(Excerpts from point annotation data)

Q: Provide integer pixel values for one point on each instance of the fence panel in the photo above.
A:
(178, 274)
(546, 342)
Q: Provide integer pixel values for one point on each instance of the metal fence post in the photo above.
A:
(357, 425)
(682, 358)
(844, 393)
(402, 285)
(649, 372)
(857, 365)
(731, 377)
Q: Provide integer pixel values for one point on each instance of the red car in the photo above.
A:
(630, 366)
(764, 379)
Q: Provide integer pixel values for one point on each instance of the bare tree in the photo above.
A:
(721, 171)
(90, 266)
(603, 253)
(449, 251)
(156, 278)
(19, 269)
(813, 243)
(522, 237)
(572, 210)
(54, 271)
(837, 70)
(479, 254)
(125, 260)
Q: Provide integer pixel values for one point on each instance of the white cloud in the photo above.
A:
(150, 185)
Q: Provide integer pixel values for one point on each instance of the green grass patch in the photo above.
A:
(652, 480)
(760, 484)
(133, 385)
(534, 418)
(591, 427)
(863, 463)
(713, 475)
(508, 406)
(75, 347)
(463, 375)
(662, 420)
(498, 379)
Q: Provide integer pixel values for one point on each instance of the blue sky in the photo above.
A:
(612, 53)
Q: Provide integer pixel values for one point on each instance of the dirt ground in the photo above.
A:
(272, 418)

▶ AIM OF THE EXERCISE: Repeat all of the rows above word for word, in the same order and without any changes.

▶ ANSWER FOR THIS EXERCISE:
Q: Provide integer pixel values for one point on each instance of the fence panel in the photo above.
A:
(178, 274)
(546, 342)
Q: Provide integer pixel values for one point on each instance of the metal fence post in the photo above.
A:
(357, 425)
(682, 358)
(844, 393)
(402, 285)
(649, 372)
(857, 365)
(731, 377)
Q: Provide integer pixel values for one point on each instance of the red car in the photo above.
A:
(630, 366)
(764, 379)
Q: Provide integer pixel values for one point on each instance of the bare tree in the photo above.
A:
(721, 171)
(90, 266)
(603, 253)
(449, 251)
(156, 278)
(19, 269)
(813, 243)
(522, 237)
(572, 210)
(54, 271)
(837, 70)
(479, 254)
(125, 260)
Q: Provide integer pixel values for one point on each instance of the white cloud in the photo above.
A:
(150, 185)
Q: Provide integer pixel values for one point on each instance of the green grass patch in the photo above.
A:
(652, 480)
(760, 484)
(133, 385)
(534, 418)
(591, 427)
(863, 463)
(713, 475)
(508, 406)
(75, 347)
(463, 375)
(662, 420)
(498, 379)
Q: Provide integer pixel values for one point on each instance of the blue sky in the photo above.
A:
(612, 53)
Q: Provide integer pixel values for one point on each instance of the dirt ground in the photo above.
A:
(272, 418)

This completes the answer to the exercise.